Uitzonderingen op de aanzegplicht
De aanzegplicht geldt echter niet in alle gevallen. De werkgever hoeft het einde van de arbeidsovereenkomst in ieder geval niet aan te zeggen indien:
- sprake is van een arbeidsovereenkomst die is aangegaan voor een periode van minder dan zes maanden;
- de arbeidsovereenkomst eindigt op een tijdstip dat niet op een kalenderdatum is gesteld;
- sprake is van een uitzendovereenkomst waarin een uitzendbeding is opgenomen.
Bewijslast niet tijdige aanzegging
Uit de wetsgeschiedenis volgt dat de werknemer dient te stellen dat de werkgever hem niet (tijdig) heeft geïnformeerd over het al dan niet voortzetten van de arbeidsovereenkomst. Vervolgens zal de werkgever, aangezien op hem de plicht rust om aan te zeggen, moeten bewijzen dat hij dit daadwerkelijk en tijdig heeft gedaan. Dat het aanbeveling verdient om de brief, waarin het einde van de arbeidsovereenkomst wordt aangezegd, aangetekend te verzenden dan wel voor gezien te laten ondertekenen bij overhandiging, blijkt uit een uitspraak van de rechtbank Noord-Nederland (Rb Noord-Nederland 5 november 2015, ECLI:NL:RBNNE:2015:5116). In die zaak stelde de werkgever de brief met de aanzegging persoonlijk aan de werknemer overhandigd te hebben, maar de werknemer betwistte dit. De brief met de aanzegging was niet aangetekend verzonden noch door de werknemer voor gezien ondertekend, zodat de werkgever op dat moment niet kon bewijzen dat hij aan zijn aanzegplicht had voldaan. De werkgever werd door de kantonrechter toegelaten nader bewijs te leveren.
※
» **REEKS OPDRACHTEN**
a) Beantwoord de volgende vragen over de tekst over de aanzegplicht.
(i) Voor een arbeidsovereenkomst van minder dan hoeveel maanden geldt de aanzegplicht niet?
(ii) Welke rechtbank deed de uitspraak die in de tekst wordt genoemd?
(iii) Wie werd door de kantonrechter toegelaten nader bewijs te leveren?
b) Geef uit de tekst over de aanzegplicht letterlijk het gedeelte van "Uitzonderingen op de" tot en met "uitzendbeding is opgenomen." terug.
De rijen staan los van de tekst over de aanzegplicht.

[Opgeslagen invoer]
※
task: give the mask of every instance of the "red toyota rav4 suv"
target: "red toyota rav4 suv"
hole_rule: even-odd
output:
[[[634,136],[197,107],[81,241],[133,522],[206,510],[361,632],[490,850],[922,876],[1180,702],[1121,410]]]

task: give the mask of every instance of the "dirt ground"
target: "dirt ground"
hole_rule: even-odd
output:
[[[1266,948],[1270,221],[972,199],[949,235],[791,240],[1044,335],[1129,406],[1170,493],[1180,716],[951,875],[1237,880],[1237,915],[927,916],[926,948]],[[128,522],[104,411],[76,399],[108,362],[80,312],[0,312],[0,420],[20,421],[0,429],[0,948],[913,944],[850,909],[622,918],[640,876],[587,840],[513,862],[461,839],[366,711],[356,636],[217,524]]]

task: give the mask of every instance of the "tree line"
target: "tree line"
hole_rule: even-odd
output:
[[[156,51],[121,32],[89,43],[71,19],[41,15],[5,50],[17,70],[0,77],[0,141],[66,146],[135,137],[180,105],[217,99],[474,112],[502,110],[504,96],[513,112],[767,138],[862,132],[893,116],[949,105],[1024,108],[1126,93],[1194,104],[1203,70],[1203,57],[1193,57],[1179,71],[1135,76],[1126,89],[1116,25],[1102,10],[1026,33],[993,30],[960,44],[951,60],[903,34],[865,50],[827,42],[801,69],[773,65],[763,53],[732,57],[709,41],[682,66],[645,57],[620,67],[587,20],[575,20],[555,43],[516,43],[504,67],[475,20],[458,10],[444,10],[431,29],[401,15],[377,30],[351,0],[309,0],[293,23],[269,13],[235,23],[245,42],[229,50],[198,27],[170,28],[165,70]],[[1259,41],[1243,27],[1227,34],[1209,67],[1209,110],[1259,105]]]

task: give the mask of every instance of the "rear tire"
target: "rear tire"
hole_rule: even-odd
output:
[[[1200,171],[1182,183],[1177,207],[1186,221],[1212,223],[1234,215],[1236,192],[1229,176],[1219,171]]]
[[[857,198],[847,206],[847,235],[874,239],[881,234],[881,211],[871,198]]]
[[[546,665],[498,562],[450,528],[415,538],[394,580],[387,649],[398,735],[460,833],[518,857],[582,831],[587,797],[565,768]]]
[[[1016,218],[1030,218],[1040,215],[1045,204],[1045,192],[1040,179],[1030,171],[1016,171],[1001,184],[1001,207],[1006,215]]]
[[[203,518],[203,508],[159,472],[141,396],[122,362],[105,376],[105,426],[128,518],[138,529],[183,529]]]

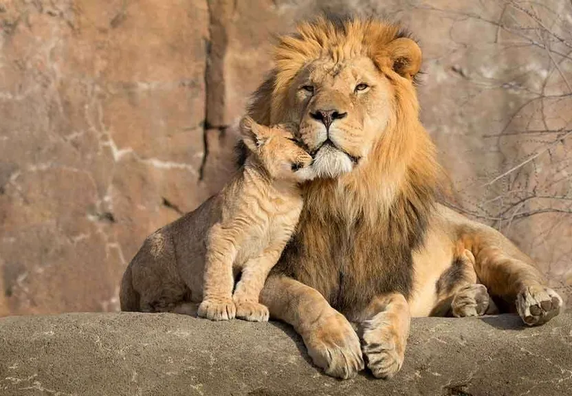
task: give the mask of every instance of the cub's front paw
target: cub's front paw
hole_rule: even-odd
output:
[[[211,320],[228,320],[236,314],[236,307],[231,298],[207,298],[199,305],[197,315]]]
[[[314,364],[328,375],[347,380],[363,370],[360,338],[341,314],[320,318],[302,337]]]
[[[544,286],[528,286],[516,296],[516,310],[525,323],[535,326],[546,323],[558,314],[562,299],[552,289]]]
[[[380,312],[362,323],[362,350],[368,368],[376,378],[388,380],[403,365],[408,334],[392,323],[387,312]]]
[[[267,322],[270,314],[266,305],[254,301],[236,301],[236,318],[250,322]]]
[[[456,318],[482,316],[489,310],[490,304],[494,303],[489,296],[487,287],[484,285],[474,283],[462,287],[456,292],[451,302],[451,308],[453,316]],[[490,308],[490,313],[496,310],[494,307]]]

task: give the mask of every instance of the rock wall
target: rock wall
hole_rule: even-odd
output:
[[[144,237],[217,191],[271,36],[320,8],[420,40],[452,204],[572,285],[572,5],[0,0],[0,316],[116,311]]]

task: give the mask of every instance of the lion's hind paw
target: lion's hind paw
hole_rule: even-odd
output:
[[[529,326],[546,323],[562,308],[562,299],[552,289],[543,286],[523,288],[516,296],[516,310]]]
[[[236,307],[231,298],[206,298],[199,305],[197,316],[211,320],[228,320],[236,314]]]
[[[249,322],[267,322],[270,314],[266,305],[252,301],[236,302],[236,318]]]

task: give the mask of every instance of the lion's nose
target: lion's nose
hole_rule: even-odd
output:
[[[341,113],[338,110],[316,110],[314,113],[310,113],[310,117],[321,121],[326,126],[327,131],[329,130],[332,122],[336,120],[341,120],[347,115],[346,112]]]

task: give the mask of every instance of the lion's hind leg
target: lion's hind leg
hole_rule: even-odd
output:
[[[546,323],[562,310],[562,298],[546,286],[532,261],[496,230],[481,226],[465,234],[476,258],[479,279],[508,302],[529,326]]]
[[[472,253],[464,249],[439,277],[436,289],[440,302],[432,316],[464,318],[498,312],[487,287],[477,283],[474,263]]]

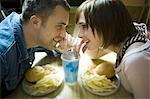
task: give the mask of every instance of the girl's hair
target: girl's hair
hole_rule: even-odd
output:
[[[22,6],[23,22],[27,22],[32,15],[38,15],[43,21],[46,21],[57,5],[70,10],[66,0],[25,0]]]
[[[137,33],[128,10],[120,0],[85,1],[77,10],[76,22],[81,12],[93,35],[96,30],[99,37],[103,38],[104,48],[119,46],[127,37]]]

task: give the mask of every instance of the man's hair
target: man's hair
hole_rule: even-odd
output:
[[[84,13],[87,26],[97,31],[103,47],[118,46],[137,33],[128,10],[120,0],[87,0],[77,10],[76,22]],[[95,34],[94,34],[95,35]]]
[[[46,21],[57,5],[61,5],[67,11],[70,10],[66,0],[25,0],[22,6],[23,22],[27,22],[32,15],[37,15]]]

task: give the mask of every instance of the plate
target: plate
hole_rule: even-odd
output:
[[[54,68],[50,74],[47,74],[36,83],[30,83],[24,79],[22,87],[30,96],[43,96],[57,90],[59,86],[61,86],[63,78],[62,71],[58,68]]]
[[[88,80],[90,79],[88,75],[89,75],[88,72],[84,72],[83,74],[81,74],[82,85],[83,85],[83,87],[86,90],[88,90],[89,92],[91,92],[91,93],[93,93],[95,95],[100,95],[100,96],[112,95],[120,87],[120,78],[119,78],[119,76],[117,74],[114,77],[112,77],[111,79],[107,79],[105,75],[102,76],[102,79],[104,79],[104,82],[103,81],[99,81],[99,84],[108,84],[108,83],[111,82],[110,84],[112,84],[112,85],[108,84],[109,85],[108,87],[104,87],[105,85],[104,86],[103,85],[101,85],[101,86],[95,86],[94,85],[95,83],[93,83],[92,81],[88,82],[87,79],[86,79],[86,77],[88,77]],[[97,77],[98,76],[99,75],[97,75]],[[91,79],[93,79],[93,78],[91,78]],[[94,77],[94,79],[96,79],[96,77]],[[108,83],[105,83],[106,81]]]

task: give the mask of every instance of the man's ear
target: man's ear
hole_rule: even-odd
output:
[[[39,29],[41,26],[41,18],[36,16],[36,15],[32,15],[30,17],[30,23],[32,24],[33,28],[35,29]]]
※
» **UITGESCHREVEN ANTWOORDEN**
a)
(i) Zes maanden.
(ii) De rechtbank Noord-Nederland.
(iii) De werkgever.

b)
Uitzonderingen op de aanzegplicht
De aanzegplicht geldt echter niet in alle gevallen. De werkgever hoeft het einde van de arbeidsovereenkomst in ieder geval niet aan te zeggen indien:
- sprake is van een arbeidsovereenkomst die is aangegaan voor een periode van minder dan zes maanden;
- de arbeidsovereenkomst eindigt op een tijdstip dat niet op een kalenderdatum is gesteld;
- sprake is van een uitzendovereenkomst waarin een uitzendbeding is opgenomen.